Records excerpted from a collection:
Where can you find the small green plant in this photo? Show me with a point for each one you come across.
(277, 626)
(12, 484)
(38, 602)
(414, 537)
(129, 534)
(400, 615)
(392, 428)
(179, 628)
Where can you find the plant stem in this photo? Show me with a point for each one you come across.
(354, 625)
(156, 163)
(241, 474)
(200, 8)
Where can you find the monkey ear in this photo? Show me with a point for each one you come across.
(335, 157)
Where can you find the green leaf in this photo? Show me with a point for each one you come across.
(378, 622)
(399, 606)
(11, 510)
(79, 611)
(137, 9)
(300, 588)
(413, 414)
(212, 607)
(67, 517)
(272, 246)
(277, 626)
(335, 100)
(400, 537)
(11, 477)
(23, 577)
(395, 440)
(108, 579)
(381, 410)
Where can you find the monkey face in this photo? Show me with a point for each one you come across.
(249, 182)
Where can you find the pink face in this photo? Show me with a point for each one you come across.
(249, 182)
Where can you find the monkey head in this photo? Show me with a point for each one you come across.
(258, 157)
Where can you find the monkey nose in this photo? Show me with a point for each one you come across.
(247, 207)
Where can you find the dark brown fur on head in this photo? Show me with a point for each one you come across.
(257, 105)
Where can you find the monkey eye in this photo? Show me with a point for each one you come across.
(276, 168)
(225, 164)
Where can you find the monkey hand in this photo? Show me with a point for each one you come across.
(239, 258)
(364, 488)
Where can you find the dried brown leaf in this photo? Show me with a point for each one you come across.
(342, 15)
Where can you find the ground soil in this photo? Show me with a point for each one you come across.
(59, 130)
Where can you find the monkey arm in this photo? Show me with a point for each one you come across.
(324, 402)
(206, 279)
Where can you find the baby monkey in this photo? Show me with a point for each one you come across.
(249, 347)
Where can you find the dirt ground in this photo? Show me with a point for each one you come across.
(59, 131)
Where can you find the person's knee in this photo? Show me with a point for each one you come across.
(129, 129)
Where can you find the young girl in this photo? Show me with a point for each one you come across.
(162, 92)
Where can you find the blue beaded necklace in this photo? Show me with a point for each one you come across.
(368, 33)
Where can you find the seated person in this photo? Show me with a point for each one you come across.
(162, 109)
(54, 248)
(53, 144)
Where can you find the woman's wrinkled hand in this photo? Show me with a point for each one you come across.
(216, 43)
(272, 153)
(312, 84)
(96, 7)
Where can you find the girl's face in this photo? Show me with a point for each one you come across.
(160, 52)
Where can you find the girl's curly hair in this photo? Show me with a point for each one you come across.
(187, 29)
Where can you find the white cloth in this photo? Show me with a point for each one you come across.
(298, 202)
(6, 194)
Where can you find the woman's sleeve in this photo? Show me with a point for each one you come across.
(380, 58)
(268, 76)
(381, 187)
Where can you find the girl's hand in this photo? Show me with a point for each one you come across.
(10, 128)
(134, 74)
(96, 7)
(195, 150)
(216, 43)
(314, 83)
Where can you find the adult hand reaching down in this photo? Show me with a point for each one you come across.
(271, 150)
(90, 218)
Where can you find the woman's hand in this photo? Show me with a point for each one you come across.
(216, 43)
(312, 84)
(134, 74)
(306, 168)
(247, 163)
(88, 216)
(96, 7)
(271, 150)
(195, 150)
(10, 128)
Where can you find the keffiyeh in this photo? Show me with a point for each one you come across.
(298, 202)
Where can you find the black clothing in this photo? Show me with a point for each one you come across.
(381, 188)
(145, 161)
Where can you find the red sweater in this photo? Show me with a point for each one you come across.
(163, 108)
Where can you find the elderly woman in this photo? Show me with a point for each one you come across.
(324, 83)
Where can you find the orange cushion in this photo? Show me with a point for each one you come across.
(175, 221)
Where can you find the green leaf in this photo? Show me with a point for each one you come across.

Assignment: With nothing left out, print the data above exactly.

Answer section:
Where can you find the small green plant in this photo? Show me with a point for each one you come across.
(277, 626)
(12, 484)
(38, 602)
(414, 537)
(129, 534)
(400, 615)
(392, 428)
(179, 628)
Where can you find the plant stem in this photo? Show me with a point for each one you come across.
(354, 625)
(156, 163)
(241, 474)
(200, 8)
Where can you find the monkey ear in this photo? Show me with a point for each one you come across.
(335, 157)
Where can you find the green leaf in this photo? Show me with a point for each one you come across.
(378, 622)
(399, 606)
(11, 510)
(79, 611)
(137, 9)
(300, 588)
(413, 414)
(212, 607)
(67, 517)
(272, 246)
(277, 626)
(335, 100)
(400, 537)
(11, 477)
(23, 577)
(395, 440)
(108, 579)
(381, 410)
Where can you find the monkey face in this photo? Show me with a point for each one you come across.
(249, 182)
Where can you find the pink face in this photo? Show me with a point for each one you come across.
(249, 182)
Where can you find the monkey head in this photo? Show me with a point for each one you come across.
(258, 157)
Where can you find the monkey nose in this photo? Show me with a point for each one you come across.
(247, 207)
Where can you find the dark brown fur on head in this photo? Show me with a point for each one you come across.
(257, 105)
Where can you find the monkey eye in this photo? Show me with a point for each one you come across.
(276, 168)
(225, 164)
Where can you find the monkey hand in this photo? Show me with a point for each one you come across.
(239, 258)
(364, 488)
Where can you find the dried brown leaf in this photo? Show me with a point for each one you come across.
(342, 15)
Where can you find the ground soil in this photo? Show me with a point for each one you come across.
(59, 130)
Where can you find the monkey arm in this photo? Show me with a point for each one you come across.
(324, 402)
(206, 279)
Where can you find the baby monkey in this photo? Show me with a point for each one you come across.
(249, 347)
Where can you find the dirt ground in this photo? Show me with a point for each one you come across.
(59, 131)
Where can you find the person's knee in this photo? Show me with a point for each one you come across.
(129, 129)
Where can you find the young girl in this photo? Show me with a point for each one you come across.
(162, 92)
Where can you find the blue beaded necklace in this photo? Show me with a point for each one you come across.
(368, 33)
Where can you find the seated person in this photo? Show me with a point for each one you come across.
(162, 109)
(54, 248)
(53, 144)
Where can you find the woman's wrinkled hand in this photo? Show me with a point for each one you come across.
(216, 43)
(272, 153)
(312, 84)
(96, 7)
Where can you find the girl's face in this photo? Show me with a point for each one you come across.
(160, 52)
Where can you find the girl's curly hair in this photo? Show me with a point for each one you come across.
(187, 29)
Where can you find the white cloth in this photo? Show me with a point for each one you come across.
(298, 202)
(6, 194)
Where can you find the woman's sleeve in this photo? Show me with a point for each one you come across.
(380, 58)
(268, 76)
(381, 187)
Where can you find the girl's hand in this photo? Show me with a point for each one you come across.
(10, 128)
(134, 74)
(96, 7)
(195, 150)
(216, 43)
(314, 83)
Where can you find the adult hand reaching down in this photo? Show me with a point for each one you come across.
(271, 150)
(90, 218)
Where can you find the woman's hand in this photo? Show me with a point for each one you come across.
(216, 43)
(312, 84)
(134, 74)
(306, 168)
(247, 163)
(88, 216)
(96, 7)
(271, 150)
(195, 150)
(10, 128)
Where can you find the keffiyeh in this photo? Show me with a point for each one you come across.
(298, 202)
Where can you find the black clothing in this photo? Show me with a point for each one you come across.
(381, 188)
(145, 161)
Where can you find the red sweater in this photo? Show me with a point for each one you come across.
(163, 108)
Where can you find the elderly woman in this photo? Show me with a point for each one you come across.
(324, 83)
Where can you find the orange cushion in this photo? Show me with a point for each one you come across.
(175, 221)
Where can you find the green leaf in this photo? Show me with a point for each one you come across.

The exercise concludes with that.